* [What is being asked]
Your answer should consist of the lines in the data below that contain "street".

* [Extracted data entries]

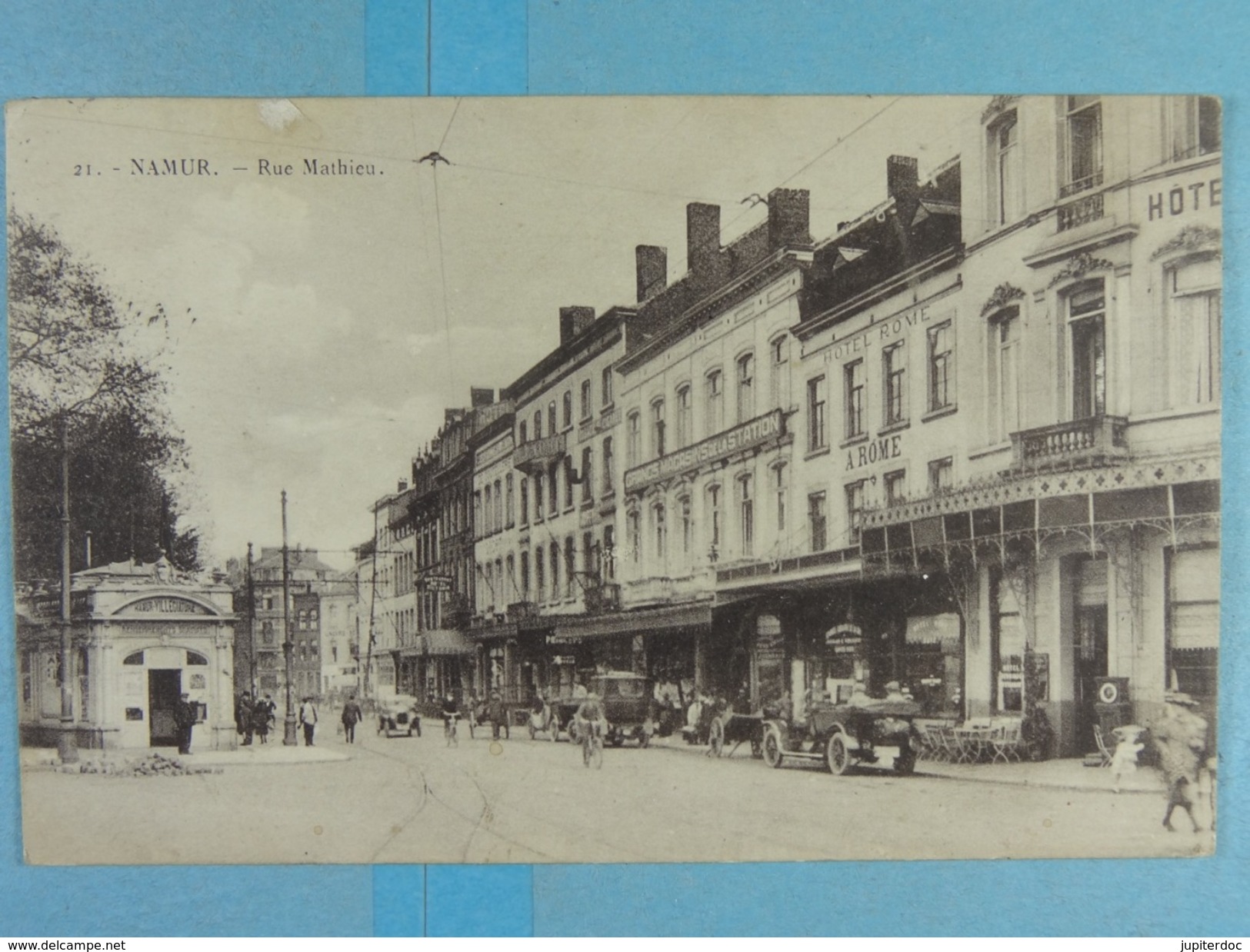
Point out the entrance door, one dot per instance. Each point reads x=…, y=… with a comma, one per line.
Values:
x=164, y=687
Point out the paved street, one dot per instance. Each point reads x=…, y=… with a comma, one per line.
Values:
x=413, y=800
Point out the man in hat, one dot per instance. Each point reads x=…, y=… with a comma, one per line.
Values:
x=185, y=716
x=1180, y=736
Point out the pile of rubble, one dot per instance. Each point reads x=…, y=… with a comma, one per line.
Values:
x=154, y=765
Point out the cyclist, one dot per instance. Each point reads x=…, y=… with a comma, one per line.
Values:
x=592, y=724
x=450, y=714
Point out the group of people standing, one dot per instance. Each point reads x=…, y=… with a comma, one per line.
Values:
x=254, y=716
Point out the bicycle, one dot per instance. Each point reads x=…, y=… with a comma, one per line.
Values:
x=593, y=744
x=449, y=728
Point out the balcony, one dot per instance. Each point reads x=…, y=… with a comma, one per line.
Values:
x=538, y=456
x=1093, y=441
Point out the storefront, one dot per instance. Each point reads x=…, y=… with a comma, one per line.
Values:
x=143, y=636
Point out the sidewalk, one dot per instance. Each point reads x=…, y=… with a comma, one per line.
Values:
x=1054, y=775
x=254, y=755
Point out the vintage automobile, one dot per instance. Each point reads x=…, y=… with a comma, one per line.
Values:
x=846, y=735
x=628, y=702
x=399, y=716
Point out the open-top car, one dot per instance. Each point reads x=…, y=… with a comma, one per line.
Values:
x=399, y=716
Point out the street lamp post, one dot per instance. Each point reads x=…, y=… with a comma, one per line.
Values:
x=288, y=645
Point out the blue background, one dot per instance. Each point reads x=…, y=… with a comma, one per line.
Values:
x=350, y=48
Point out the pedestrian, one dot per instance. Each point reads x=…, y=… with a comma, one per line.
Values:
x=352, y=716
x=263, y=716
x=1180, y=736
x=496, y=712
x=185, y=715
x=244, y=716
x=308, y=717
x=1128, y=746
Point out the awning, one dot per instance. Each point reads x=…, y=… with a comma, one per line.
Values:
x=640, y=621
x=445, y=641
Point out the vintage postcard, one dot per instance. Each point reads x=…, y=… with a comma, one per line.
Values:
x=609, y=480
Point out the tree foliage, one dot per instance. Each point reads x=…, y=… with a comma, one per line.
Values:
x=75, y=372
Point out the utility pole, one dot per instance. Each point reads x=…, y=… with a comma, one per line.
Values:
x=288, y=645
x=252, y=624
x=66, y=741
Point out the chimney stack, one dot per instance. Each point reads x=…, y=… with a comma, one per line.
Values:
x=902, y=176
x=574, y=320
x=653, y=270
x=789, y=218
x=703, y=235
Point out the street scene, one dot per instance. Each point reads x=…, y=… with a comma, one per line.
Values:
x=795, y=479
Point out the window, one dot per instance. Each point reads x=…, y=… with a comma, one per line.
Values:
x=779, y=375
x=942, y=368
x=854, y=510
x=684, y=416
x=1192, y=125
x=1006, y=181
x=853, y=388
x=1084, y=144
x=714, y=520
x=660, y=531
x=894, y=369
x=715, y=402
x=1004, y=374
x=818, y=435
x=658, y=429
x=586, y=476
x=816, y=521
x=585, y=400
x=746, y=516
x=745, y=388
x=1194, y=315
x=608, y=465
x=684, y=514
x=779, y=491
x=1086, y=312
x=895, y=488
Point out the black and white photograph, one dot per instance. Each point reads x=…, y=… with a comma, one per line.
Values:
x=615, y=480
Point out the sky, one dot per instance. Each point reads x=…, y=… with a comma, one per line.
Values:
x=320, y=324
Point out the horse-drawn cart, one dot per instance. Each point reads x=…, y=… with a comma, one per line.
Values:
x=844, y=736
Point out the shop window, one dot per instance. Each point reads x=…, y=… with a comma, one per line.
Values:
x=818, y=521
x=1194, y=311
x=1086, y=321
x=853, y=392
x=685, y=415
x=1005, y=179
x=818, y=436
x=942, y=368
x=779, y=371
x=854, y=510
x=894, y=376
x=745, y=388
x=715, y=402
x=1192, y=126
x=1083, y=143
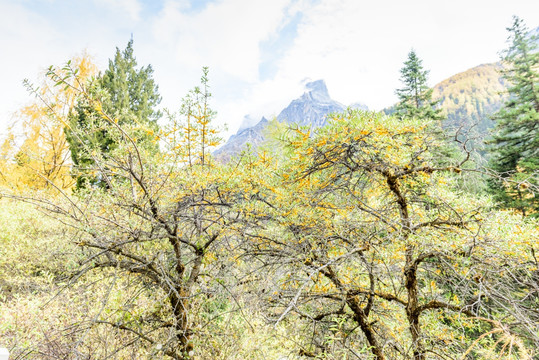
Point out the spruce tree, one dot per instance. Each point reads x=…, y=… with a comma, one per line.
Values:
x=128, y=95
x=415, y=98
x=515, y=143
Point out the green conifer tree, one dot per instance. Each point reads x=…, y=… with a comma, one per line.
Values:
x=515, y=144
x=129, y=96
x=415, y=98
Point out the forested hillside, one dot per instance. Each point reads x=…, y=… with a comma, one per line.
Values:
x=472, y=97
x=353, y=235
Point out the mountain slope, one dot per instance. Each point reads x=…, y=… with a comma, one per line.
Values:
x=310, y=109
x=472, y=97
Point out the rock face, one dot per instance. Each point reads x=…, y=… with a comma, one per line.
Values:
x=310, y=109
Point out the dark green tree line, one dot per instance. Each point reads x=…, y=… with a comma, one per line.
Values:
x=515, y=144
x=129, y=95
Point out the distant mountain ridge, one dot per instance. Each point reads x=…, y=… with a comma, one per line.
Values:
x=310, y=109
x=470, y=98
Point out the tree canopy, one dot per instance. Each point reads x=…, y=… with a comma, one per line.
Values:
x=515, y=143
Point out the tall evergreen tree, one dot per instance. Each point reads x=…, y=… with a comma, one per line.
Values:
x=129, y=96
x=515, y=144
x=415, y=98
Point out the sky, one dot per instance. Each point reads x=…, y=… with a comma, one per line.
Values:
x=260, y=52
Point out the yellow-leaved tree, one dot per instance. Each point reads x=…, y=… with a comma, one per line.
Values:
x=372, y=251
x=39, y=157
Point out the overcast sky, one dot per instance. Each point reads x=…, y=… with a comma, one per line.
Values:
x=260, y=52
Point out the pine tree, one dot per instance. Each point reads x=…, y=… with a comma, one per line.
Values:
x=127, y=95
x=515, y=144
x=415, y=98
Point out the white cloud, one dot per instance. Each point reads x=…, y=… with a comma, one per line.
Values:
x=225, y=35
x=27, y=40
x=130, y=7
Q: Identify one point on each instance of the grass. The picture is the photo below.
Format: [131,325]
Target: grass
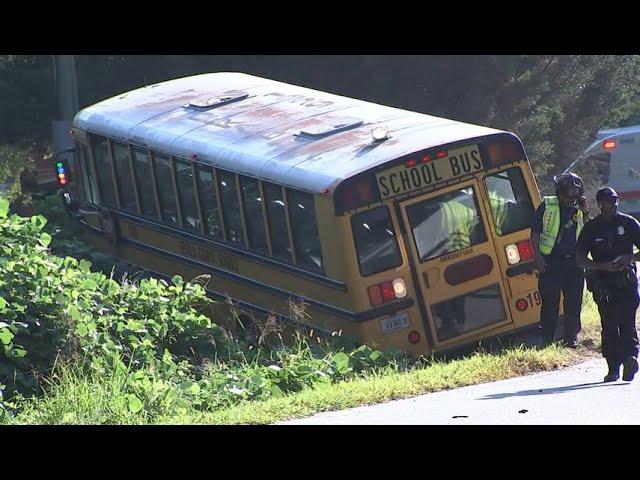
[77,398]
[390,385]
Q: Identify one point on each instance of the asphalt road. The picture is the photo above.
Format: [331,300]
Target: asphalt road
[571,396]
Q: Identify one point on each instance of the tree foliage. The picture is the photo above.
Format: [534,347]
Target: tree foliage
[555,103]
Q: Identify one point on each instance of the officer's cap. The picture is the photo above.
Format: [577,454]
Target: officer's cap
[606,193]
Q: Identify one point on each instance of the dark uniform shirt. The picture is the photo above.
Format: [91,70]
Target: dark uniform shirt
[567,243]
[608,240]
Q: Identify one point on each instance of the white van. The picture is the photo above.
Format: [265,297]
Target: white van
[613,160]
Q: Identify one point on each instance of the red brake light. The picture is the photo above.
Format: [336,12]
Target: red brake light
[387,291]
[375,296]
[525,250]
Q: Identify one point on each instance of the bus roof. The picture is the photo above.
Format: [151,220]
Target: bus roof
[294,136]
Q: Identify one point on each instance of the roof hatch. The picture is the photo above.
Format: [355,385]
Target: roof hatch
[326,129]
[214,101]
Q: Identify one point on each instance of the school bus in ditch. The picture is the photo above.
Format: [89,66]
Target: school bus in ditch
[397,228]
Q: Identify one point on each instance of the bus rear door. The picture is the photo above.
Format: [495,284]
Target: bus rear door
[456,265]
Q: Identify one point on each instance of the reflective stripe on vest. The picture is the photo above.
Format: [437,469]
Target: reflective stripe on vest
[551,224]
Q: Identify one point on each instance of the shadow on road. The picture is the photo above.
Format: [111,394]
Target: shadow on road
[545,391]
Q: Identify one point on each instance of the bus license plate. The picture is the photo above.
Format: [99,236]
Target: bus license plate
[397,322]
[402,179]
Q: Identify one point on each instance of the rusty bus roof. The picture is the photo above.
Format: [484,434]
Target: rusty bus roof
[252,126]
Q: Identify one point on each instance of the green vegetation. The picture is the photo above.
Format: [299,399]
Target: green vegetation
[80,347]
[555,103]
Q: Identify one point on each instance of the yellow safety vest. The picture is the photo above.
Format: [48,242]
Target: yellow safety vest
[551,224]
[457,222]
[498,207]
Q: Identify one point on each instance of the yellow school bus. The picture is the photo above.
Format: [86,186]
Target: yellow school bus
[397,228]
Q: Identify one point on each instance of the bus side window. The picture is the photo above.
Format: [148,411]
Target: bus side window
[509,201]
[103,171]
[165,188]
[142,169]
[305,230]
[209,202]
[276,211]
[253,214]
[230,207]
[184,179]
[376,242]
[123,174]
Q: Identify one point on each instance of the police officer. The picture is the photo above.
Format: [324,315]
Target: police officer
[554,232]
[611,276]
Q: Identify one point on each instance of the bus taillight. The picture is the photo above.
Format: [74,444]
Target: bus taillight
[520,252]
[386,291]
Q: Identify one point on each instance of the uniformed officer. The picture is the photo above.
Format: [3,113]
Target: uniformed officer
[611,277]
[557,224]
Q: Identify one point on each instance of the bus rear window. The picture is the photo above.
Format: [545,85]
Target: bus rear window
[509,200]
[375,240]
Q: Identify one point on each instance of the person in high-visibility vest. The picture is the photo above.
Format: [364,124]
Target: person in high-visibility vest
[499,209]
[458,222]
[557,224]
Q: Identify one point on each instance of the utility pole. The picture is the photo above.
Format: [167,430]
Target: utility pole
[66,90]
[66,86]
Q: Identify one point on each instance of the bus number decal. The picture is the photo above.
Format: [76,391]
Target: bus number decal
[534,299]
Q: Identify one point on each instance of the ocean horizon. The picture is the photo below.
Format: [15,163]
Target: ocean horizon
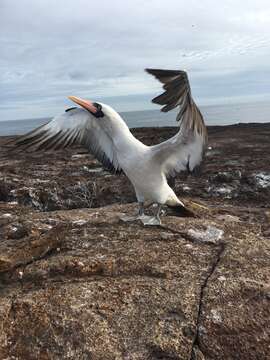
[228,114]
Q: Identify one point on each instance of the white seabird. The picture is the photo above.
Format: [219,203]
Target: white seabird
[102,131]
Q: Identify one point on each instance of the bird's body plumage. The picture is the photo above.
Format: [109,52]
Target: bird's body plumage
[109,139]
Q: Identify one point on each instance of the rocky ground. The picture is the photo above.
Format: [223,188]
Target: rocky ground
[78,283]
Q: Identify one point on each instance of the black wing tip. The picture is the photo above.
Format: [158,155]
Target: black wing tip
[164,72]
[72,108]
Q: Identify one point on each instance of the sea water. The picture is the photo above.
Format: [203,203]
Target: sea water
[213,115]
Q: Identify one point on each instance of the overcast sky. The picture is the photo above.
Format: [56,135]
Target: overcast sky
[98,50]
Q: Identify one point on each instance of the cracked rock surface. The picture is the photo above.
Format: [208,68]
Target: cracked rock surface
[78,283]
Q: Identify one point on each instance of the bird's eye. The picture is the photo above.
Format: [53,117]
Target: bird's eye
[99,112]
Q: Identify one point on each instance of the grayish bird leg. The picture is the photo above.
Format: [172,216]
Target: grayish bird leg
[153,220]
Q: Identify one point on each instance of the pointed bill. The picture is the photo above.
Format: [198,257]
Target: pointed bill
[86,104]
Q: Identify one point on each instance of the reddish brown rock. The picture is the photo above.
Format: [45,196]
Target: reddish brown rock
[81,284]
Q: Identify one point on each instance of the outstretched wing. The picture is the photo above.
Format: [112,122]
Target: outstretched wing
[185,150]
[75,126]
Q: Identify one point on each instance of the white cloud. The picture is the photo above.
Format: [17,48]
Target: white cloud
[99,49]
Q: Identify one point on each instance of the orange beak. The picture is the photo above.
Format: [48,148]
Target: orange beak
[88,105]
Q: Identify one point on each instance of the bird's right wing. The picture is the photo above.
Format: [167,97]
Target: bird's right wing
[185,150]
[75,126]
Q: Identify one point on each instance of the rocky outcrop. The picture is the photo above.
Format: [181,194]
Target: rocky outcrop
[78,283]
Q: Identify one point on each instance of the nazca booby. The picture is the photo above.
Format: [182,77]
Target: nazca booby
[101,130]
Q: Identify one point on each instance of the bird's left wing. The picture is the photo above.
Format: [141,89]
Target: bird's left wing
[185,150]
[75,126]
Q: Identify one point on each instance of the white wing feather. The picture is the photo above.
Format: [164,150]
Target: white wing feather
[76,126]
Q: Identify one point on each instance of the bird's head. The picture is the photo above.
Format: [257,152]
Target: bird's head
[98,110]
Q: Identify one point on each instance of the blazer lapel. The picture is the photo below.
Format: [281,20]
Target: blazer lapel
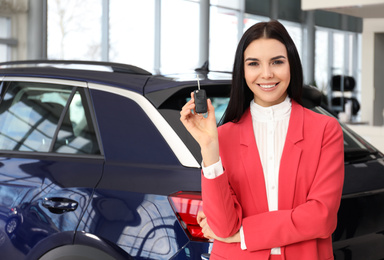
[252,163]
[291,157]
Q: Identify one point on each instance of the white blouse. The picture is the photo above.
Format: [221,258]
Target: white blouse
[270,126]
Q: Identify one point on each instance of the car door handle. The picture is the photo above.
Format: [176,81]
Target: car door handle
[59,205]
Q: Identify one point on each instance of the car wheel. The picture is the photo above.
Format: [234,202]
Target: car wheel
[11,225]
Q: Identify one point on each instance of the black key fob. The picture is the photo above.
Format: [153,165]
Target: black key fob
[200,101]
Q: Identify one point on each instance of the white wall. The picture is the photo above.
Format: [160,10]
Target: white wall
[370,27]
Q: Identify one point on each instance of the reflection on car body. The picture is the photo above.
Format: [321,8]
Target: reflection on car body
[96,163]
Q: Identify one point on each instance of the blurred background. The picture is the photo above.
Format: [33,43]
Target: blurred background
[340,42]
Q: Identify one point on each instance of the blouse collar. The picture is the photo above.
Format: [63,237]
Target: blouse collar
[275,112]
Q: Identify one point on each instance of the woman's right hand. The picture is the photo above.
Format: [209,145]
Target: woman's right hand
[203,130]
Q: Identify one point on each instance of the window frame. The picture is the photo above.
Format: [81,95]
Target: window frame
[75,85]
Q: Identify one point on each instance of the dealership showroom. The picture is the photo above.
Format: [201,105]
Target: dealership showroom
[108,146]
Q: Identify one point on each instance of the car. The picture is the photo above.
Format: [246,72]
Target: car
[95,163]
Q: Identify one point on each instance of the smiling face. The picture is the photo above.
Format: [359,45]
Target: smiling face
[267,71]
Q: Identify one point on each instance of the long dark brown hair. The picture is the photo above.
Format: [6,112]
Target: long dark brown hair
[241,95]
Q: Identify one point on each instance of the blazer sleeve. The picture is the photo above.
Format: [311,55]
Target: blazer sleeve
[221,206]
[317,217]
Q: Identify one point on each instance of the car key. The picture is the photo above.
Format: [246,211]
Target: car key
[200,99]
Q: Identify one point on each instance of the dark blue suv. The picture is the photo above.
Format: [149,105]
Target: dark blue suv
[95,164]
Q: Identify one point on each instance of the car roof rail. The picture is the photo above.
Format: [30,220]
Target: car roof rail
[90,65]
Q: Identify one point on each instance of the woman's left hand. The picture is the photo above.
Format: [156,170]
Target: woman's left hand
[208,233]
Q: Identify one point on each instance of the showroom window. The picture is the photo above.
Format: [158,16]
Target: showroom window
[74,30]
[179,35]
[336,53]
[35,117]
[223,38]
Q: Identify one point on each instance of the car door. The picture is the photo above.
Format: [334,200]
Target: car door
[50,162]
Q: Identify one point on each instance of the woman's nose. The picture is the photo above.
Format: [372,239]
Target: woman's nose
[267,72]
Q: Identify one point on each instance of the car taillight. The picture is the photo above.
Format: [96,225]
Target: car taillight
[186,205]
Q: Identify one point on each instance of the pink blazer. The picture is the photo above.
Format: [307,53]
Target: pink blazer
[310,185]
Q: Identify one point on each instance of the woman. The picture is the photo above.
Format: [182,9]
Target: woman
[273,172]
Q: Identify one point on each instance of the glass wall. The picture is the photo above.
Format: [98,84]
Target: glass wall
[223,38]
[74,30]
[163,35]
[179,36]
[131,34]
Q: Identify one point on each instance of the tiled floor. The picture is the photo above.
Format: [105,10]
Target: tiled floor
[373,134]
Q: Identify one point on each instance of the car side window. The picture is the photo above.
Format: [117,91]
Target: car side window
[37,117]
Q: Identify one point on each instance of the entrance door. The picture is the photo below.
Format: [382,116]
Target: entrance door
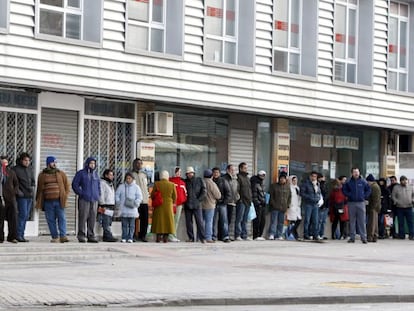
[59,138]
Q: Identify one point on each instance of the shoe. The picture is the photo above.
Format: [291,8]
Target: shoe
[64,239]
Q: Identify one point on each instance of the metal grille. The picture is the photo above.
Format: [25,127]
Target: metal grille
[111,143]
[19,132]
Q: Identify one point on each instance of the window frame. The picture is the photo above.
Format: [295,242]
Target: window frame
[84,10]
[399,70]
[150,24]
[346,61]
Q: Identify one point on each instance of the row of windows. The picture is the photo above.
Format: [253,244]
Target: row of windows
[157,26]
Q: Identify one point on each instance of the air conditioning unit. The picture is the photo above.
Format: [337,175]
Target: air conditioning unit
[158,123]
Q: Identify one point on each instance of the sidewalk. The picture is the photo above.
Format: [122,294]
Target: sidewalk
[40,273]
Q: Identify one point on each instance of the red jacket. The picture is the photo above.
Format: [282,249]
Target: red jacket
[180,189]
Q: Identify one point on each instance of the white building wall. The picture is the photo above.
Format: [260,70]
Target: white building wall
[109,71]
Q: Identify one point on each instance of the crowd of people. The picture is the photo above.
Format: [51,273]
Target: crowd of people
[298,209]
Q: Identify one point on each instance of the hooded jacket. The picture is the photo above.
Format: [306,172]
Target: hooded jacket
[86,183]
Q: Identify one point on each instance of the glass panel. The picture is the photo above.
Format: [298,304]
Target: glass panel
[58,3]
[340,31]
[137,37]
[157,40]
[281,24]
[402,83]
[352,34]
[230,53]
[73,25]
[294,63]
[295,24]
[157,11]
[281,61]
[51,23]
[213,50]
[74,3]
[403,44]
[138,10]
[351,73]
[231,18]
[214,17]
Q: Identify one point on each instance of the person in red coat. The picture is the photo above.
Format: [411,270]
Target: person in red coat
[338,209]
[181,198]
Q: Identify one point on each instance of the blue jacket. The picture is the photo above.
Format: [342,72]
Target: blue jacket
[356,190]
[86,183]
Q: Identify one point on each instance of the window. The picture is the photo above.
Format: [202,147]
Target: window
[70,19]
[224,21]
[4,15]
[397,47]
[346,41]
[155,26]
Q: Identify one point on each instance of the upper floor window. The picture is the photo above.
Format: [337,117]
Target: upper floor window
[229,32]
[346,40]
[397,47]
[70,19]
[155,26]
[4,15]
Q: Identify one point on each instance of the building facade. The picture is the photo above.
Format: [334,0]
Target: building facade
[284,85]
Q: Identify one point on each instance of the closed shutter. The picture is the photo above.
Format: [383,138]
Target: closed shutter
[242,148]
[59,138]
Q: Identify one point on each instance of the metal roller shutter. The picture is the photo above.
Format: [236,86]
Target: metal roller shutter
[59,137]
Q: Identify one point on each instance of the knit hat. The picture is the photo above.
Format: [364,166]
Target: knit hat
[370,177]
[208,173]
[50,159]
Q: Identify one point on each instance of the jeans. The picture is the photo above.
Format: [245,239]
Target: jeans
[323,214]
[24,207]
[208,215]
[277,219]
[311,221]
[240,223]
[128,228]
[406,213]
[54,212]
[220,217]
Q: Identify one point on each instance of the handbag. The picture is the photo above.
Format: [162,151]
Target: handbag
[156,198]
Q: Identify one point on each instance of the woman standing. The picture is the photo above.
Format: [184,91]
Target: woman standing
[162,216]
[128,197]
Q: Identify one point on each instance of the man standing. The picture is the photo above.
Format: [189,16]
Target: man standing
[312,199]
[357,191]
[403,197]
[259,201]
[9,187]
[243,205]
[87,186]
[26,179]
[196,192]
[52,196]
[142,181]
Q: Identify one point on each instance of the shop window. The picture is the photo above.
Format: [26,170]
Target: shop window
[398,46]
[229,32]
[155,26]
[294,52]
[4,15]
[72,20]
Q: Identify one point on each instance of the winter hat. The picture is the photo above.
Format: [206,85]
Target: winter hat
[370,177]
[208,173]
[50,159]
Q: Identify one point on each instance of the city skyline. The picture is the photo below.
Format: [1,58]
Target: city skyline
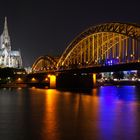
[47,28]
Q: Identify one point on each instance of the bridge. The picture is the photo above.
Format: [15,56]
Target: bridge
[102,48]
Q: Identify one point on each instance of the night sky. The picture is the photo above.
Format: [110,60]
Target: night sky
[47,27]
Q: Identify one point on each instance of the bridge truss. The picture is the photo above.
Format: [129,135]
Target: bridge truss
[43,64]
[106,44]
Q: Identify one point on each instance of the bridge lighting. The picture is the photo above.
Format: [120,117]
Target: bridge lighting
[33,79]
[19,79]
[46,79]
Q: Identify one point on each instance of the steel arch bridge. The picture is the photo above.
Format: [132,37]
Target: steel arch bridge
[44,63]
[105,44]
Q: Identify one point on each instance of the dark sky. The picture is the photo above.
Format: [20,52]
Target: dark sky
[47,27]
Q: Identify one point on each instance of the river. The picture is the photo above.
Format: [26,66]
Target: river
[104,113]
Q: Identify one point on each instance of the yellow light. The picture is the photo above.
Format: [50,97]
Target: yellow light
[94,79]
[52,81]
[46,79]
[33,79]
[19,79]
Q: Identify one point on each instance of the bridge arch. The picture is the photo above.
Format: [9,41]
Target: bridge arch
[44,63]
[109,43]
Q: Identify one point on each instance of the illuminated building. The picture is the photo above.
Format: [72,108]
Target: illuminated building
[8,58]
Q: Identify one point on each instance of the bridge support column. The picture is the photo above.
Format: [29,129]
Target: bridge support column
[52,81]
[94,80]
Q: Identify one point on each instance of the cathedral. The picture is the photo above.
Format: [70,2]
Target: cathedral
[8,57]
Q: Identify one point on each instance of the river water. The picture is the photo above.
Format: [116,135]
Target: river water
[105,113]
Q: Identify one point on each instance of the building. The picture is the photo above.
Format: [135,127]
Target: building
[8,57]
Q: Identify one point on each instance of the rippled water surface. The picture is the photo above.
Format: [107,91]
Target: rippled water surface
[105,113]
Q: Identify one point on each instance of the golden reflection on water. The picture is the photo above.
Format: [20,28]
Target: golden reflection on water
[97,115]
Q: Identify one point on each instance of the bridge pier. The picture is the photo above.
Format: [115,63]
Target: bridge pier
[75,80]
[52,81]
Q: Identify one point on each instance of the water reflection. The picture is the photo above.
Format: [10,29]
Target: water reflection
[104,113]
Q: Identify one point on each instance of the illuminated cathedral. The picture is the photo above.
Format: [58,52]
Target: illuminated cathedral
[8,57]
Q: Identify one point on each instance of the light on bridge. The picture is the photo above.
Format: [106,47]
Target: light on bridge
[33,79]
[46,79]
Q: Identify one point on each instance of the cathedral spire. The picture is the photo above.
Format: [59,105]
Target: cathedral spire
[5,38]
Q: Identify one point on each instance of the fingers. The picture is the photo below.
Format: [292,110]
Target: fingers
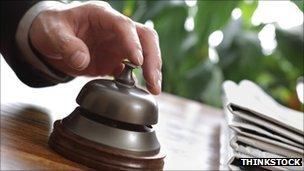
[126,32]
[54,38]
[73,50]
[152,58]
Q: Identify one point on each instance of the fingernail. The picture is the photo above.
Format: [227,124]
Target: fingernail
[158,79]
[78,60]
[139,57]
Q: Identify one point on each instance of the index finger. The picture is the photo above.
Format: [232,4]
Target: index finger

* [Answer to this problem]
Point out the paved street, one dot per instance. Each point reads x=…, y=… with a comma, one per line.
Point out the street lamp post, one dot per instance. Each point reads x=…, y=… with a comma, one per line.
Point out the street scene, one dot per instance. Each point reads x=…, y=… with a comma, one per line.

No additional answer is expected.